Task: Output every entry exactly as written, but omit the pictures.

Information supplied:
• • • • •

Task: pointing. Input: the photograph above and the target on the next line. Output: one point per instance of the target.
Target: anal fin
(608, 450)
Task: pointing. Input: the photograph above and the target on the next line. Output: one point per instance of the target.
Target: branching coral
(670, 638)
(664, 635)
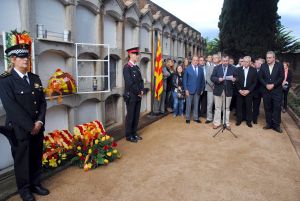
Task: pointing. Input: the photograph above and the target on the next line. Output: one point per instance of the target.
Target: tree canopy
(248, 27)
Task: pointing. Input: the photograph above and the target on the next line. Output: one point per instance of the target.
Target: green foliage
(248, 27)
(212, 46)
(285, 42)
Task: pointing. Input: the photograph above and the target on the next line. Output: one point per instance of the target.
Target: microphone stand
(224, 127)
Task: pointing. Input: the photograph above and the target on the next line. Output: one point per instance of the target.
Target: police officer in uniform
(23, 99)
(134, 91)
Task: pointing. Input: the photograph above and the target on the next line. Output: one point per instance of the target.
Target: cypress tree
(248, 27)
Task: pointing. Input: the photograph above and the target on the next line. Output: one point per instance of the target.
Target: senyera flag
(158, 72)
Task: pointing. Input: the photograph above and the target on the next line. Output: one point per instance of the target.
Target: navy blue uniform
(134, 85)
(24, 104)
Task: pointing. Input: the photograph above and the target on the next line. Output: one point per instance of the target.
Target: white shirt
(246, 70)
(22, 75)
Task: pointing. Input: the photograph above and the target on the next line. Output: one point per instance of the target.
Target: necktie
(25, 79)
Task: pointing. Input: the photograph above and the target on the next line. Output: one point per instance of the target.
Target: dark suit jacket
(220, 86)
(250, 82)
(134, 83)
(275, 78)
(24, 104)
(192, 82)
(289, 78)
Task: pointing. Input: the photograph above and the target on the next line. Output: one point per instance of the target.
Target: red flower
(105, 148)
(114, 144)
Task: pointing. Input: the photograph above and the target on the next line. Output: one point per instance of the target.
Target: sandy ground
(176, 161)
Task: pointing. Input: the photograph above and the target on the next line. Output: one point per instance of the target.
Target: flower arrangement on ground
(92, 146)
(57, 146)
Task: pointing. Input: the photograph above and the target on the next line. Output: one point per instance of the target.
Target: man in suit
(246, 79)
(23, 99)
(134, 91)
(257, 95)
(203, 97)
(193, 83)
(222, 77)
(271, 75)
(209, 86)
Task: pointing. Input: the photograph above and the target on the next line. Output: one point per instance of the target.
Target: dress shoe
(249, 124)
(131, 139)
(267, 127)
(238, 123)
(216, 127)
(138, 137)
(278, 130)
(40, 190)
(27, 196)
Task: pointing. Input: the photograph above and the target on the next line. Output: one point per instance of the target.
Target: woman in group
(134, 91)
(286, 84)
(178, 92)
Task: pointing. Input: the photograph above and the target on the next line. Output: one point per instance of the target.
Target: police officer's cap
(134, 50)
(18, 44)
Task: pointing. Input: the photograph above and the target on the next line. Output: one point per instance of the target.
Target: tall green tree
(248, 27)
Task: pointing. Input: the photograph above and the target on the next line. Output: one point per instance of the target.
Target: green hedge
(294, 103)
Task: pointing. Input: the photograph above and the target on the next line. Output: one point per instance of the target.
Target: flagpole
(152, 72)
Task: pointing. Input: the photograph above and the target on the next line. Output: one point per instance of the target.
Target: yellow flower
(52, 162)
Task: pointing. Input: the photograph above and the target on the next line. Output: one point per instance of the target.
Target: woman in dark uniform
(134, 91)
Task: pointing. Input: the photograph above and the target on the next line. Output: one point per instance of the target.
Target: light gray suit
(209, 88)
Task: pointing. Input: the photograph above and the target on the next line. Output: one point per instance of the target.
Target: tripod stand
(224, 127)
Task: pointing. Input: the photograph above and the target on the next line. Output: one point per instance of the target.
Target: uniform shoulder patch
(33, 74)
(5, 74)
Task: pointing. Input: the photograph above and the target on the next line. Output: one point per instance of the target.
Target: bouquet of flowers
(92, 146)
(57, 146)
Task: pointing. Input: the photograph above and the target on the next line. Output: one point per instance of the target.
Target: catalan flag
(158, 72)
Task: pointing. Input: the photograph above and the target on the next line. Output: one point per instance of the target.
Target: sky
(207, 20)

• • • • •

Solution to this exercise:
Task: pointing. Input: the photograph above and the target on the next line. Output: one point per instance of the target.
Target: anal fin
(608, 450)
Task: pointing. Input: the photograph above and the target on the next line. Output: one point per instance of the target.
Target: branching coral
(670, 638)
(664, 635)
Task: pointing. Input: the photograph above and the target on the next line. Output: one point per instance of the target.
Target: tree canopy
(248, 27)
Task: pointing. Input: the photograph above and the target on the next line. Output: one point per instance of the target.
Target: green foliage
(248, 27)
(212, 46)
(285, 42)
Task: pointing. Input: the photograph above and the target on the next line. Output: one point per instance of the target.
Target: microphone stand
(224, 127)
Task: pointing. Input: the photograph above and the target on the next line. Output: one point per instance of the target.
Target: police officer in uniform
(23, 99)
(134, 91)
Task: pointing. Input: the photograph above and the target on the next line. Output: one point per instance of the target.
Target: cypress tree
(248, 27)
Task: pointing. Input: the photograph above and the target on the next line. Output: one point per instance of the target.
Target: senyera flag
(158, 72)
Task: pointing. Input: the photograph above and the target on the next line. Output: one point per instance of the target.
Target: navy blue uniform
(134, 85)
(24, 104)
Task: pointing. Input: the photograph above and the target on the next line. Output: one point per instance of the target.
Target: white shirt
(246, 70)
(22, 75)
Task: pointing. Input: the photograph above and the target on the next line. Output: one point per instance of the target.
Target: necktie
(25, 79)
Task: pointing. Input: the photograph above and the target on the next line. Output: one point per instance of the target.
Target: dark suit jacket
(220, 86)
(250, 82)
(134, 83)
(275, 78)
(24, 104)
(192, 82)
(289, 78)
Task: pointing. Input: the photograph above and the target on the next line. Output: one point per instance of the target.
Target: red flower
(105, 148)
(114, 144)
Task: pointing. Input: the photograph above and the target on the next line. Output: one point per instance of the target.
Target: sandy ground
(176, 161)
Task: pointing. Input: the photograph above and the target on the next line. Output: one point per instance of the target.
Target: flower arrangement on ground
(92, 146)
(57, 146)
Task: pointing. Input: the photograph above and the target on the next line. Output: one point per instance of the target.
Target: man in suit
(246, 79)
(23, 99)
(134, 91)
(257, 95)
(203, 97)
(193, 83)
(222, 77)
(271, 75)
(209, 86)
Task: pointing. Input: the photograph above and the target on the next line. Output: one point per instance of the target.
Target: dress shoe
(249, 124)
(131, 139)
(267, 127)
(238, 123)
(216, 127)
(138, 137)
(278, 130)
(40, 190)
(27, 196)
Task: pointing. Input: the photograph above and the target on the next line. Output: one point per instance of the target.
Target: woman in group
(134, 91)
(286, 84)
(178, 92)
Task: pointing. Input: the photograph above and the target on the next line. Output: one point per instance of the target.
Target: police officer's cap
(134, 50)
(18, 44)
Task: pointing. Input: the photograph above and the target on the next line. Output: one point per instance of the target.
Target: tall green tree
(248, 27)
Task: pointing. Input: the photograph above and the target on the next line. Output: one point per instance of the target.
Target: green hedge
(294, 103)
Task: pointing. Input: the photograph above and the target on the next line. Output: one point per instance of the target.
Target: flagpole
(152, 72)
Task: pointing. Input: the photograph above and the target on the next line. Output: one point per instance of the target.
Target: yellow flower
(52, 162)
Task: pointing. Input: the photograph above and the target on the next line. Output: one point per instance of the target.
Target: woman in dark uniform
(134, 91)
Task: pointing. Input: the photograph above and the target on the next line. Output: one point per instance of the target.
Target: light gray suit
(209, 88)
Task: pointing. Input: the photograph above and the target on the next line. Output: one point per instance of the target.
Target: tripod stand
(224, 127)
Task: pointing. Input: the photograph above and the target on the next line. Output: one point per instance of the target.
Target: uniform shoulder patch
(33, 74)
(5, 74)
Task: pointing. Input: the photograph above and the target on the next line. Output: one point per instance of the target.
Target: bouquet of flowers
(92, 146)
(57, 146)
Task: pointing. Input: the photograph above and the target on the next line. Output: one point per instance of the target.
Target: catalan flag
(158, 72)
Task: pointing. Input: the photograph above and the target on the next line. Output: one point per instance of the target.
Target: sky
(207, 20)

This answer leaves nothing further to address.